— STUDY TEXT —
########################################

Summary: A brief exploration of Jesuit spirituality 

No regular readers of my reviews will likely miss that I have spent the past couple of years studying to become a spiritual director in the Ignatian tradition. I intentionally chose a Catholic program because I have come to understand that I tend to learn in a dialectical approach. I want to have traditions in dialogue. My undergrad was at an evangelical college, my seminary was predominately a mainline protestant school, and my spiritual direction program was at a Jesuit college. Part of what is helpful about this approach is that I bring resources from outside the tradition for conversation with the tradition. What can be difficult is getting enough of an understanding of the new to understand it on its own terms and not as a caricature from previous experience.

This dialectical approach fits well with the focus on Contemplatives In Action. Barry and Doherty focus on the tensions that they suggest form Jesuit spirituality, the both/and that inherently leads to tensions that some always will want to calm. The title takes on the first tension, the tradition of Catholic orders to be either contemplative or action-oriented. Ignatius and later Jesuits strongly resisted the call to pray through the hours as almost all other orders did. Ignatius thought that long hours of prayer, while helpful, would keep the Jesuits from their work with the people, which was their primary focus. But the tension with that action orientation is that Jesuits are most known for giving the Spiritual Exercises (a highly contemplative approach to spiritual direction) and Christian education.

########################################

— EXERCISES —
1. Answer these questions using the review on Jesuit spirituality:
(a) What kind of college did the writer attend as an undergraduate?
(b) What did Ignatius think long hours of prayer would keep the Jesuits from?
(c) Which two names does the review give for those who focus on the tensions that form Jesuit spirituality?
2. Resume the review on Jesuit spirituality, starting right after its final sentence.

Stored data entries
########################################

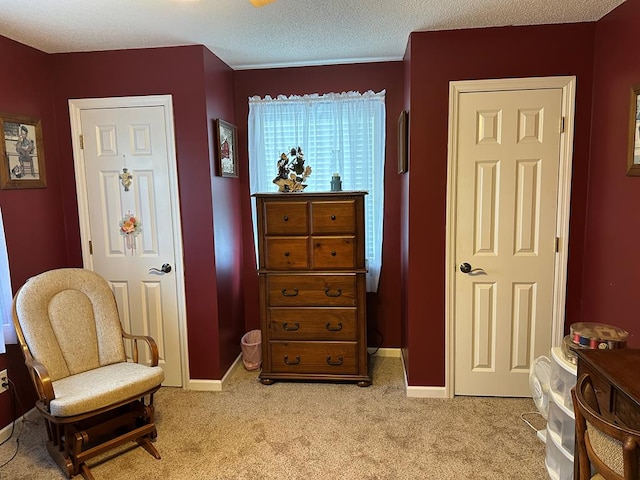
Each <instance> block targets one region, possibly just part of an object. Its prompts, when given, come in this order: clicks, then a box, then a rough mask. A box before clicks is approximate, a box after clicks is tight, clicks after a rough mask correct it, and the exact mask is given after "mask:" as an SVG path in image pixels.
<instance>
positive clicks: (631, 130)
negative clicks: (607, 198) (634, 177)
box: [627, 83, 640, 177]
mask: <svg viewBox="0 0 640 480" xmlns="http://www.w3.org/2000/svg"><path fill="white" fill-rule="evenodd" d="M639 93H640V83H638V84H636V85H634V86H633V87H631V102H630V105H629V153H628V156H627V175H628V176H630V177H640V98H638V94H639Z"/></svg>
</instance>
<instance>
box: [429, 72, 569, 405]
mask: <svg viewBox="0 0 640 480" xmlns="http://www.w3.org/2000/svg"><path fill="white" fill-rule="evenodd" d="M545 88H562V117H563V119H564V134H562V135H561V138H560V170H559V174H558V204H557V220H556V236H557V237H558V238H559V241H558V252H557V254H556V262H555V272H554V290H553V322H552V338H551V342H552V346H558V345H561V343H562V338H563V337H564V317H565V303H566V293H567V260H568V256H569V249H568V246H569V214H570V200H571V168H572V161H573V136H574V123H575V119H574V116H575V89H576V77H575V76H566V77H535V78H515V79H495V80H493V79H492V80H468V81H458V82H455V81H454V82H450V84H449V143H448V155H447V219H446V232H447V239H446V247H445V307H444V311H445V350H446V352H445V387H444V391H443V392H442V396H443V397H445V398H450V397H453V396H454V392H455V379H454V371H455V338H454V333H455V323H454V322H455V311H454V310H455V289H456V272H457V268H458V266H457V265H456V249H455V247H456V233H457V232H456V207H457V206H456V192H457V178H458V164H457V162H458V152H457V143H458V138H457V135H458V132H457V128H455V126H456V125H457V124H458V106H459V97H460V94H462V93H465V92H495V91H501V90H538V89H545ZM558 128H560V125H559V126H558Z"/></svg>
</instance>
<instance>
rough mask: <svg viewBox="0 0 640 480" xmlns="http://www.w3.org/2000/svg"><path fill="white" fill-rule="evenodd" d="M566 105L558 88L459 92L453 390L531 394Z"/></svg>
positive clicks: (548, 300) (547, 310)
mask: <svg viewBox="0 0 640 480" xmlns="http://www.w3.org/2000/svg"><path fill="white" fill-rule="evenodd" d="M562 106H563V90H562V88H555V89H540V90H514V91H496V92H464V93H462V94H460V97H459V103H458V115H457V125H455V128H457V145H456V151H457V159H456V161H457V180H456V183H457V190H456V194H455V195H456V201H455V203H456V211H455V232H456V236H455V255H454V257H455V262H456V265H457V266H458V269H457V272H456V273H455V274H453V273H452V275H455V282H454V284H455V300H454V309H455V314H454V322H455V331H454V334H455V357H454V358H455V374H454V378H455V394H456V395H495V396H530V390H529V380H528V379H529V368H530V366H531V362H532V360H533V359H534V358H535V357H537V356H539V355H548V353H549V351H550V348H551V345H552V319H553V307H554V277H555V262H556V236H557V211H558V208H557V207H558V178H559V171H560V169H559V166H560V149H561V129H562V126H561V125H562Z"/></svg>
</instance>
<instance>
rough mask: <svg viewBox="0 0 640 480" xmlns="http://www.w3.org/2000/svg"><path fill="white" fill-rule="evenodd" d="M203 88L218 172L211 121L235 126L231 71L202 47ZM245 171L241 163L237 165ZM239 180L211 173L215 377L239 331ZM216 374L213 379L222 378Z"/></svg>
mask: <svg viewBox="0 0 640 480" xmlns="http://www.w3.org/2000/svg"><path fill="white" fill-rule="evenodd" d="M204 60H205V85H206V91H207V95H206V98H207V129H208V131H209V145H210V146H211V149H210V155H209V162H210V165H211V172H214V173H217V172H218V169H217V165H216V158H217V157H216V156H215V147H216V142H215V134H216V133H217V132H216V131H215V119H216V118H221V119H222V120H225V121H227V122H229V123H231V124H233V125H235V124H236V118H235V114H234V108H235V104H234V97H233V79H234V76H233V71H232V70H230V69H229V67H227V65H226V64H224V63H223V62H221V61H220V59H219V58H218V57H216V56H215V55H214V54H213V53H211V52H209V51H208V50H205V58H204ZM241 168H242V170H245V171H246V167H244V165H243V166H242V167H241ZM244 187H245V185H244V184H243V183H242V182H241V181H240V180H239V179H238V178H227V177H221V176H218V175H217V174H214V175H212V176H211V192H212V196H213V232H214V239H215V269H216V285H217V303H218V309H217V312H218V315H217V322H218V337H219V345H220V348H219V350H220V352H219V355H220V364H221V366H222V369H221V371H220V375H221V376H222V375H224V373H225V372H226V370H227V369H228V368H229V366H230V365H231V364H232V363H233V362H234V361H235V359H236V357H237V356H238V351H239V350H238V349H239V345H240V339H241V338H242V334H243V333H244V281H243V278H242V275H243V271H242V259H243V255H242V244H243V242H242V238H243V232H242V214H243V212H242V198H243V197H246V196H248V194H249V192H248V190H247V189H246V188H244ZM221 376H220V377H218V378H221Z"/></svg>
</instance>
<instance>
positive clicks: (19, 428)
mask: <svg viewBox="0 0 640 480" xmlns="http://www.w3.org/2000/svg"><path fill="white" fill-rule="evenodd" d="M37 415H38V411H37V410H36V408H35V407H33V408H32V409H31V410H29V411H28V412H27V413H25V414H24V415H22V416H21V417H18V418H16V420H15V422H11V423H10V424H9V425H7V426H6V427H4V428H3V429H2V430H0V443H4V442H6V441H7V440H8V439H9V437H11V433H12V432H11V429H12V428H13V424H14V423H15V425H16V426H15V429H18V431H20V430H19V429H20V428H23V427H22V426H20V425H18V423H20V422H21V421H22V420H24V419H26V420H29V419H31V418H33V417H35V416H37Z"/></svg>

########################################

— PER-TASK ANSWERS —
1.
(a) An evangelical college.
(b) Their work with the people.
(c) Barry and Doherty.

2.
Other tensions include attention to personal experience and emotion with what Ignatius calls dispassion. In Ignatius’ use, this is not dispassion as in uncaring or negligence, but in getting to the point where you are willing to accept any of the multiple options that God may be calling you toward. Jesuits have a reputation for being overly analytic and dispassionate in the first negative sense, but that is contrary to Ignatius’ intent. “Jesuit spirituality is distinguished from other spiritualities by this personal attention to feelings, desires, dreams, hopes, and thoughts.” Only through that attention can the “defining characteristic of Jesuit spirituality,” Ignatius’ Discernment of the Spirits, be practiced.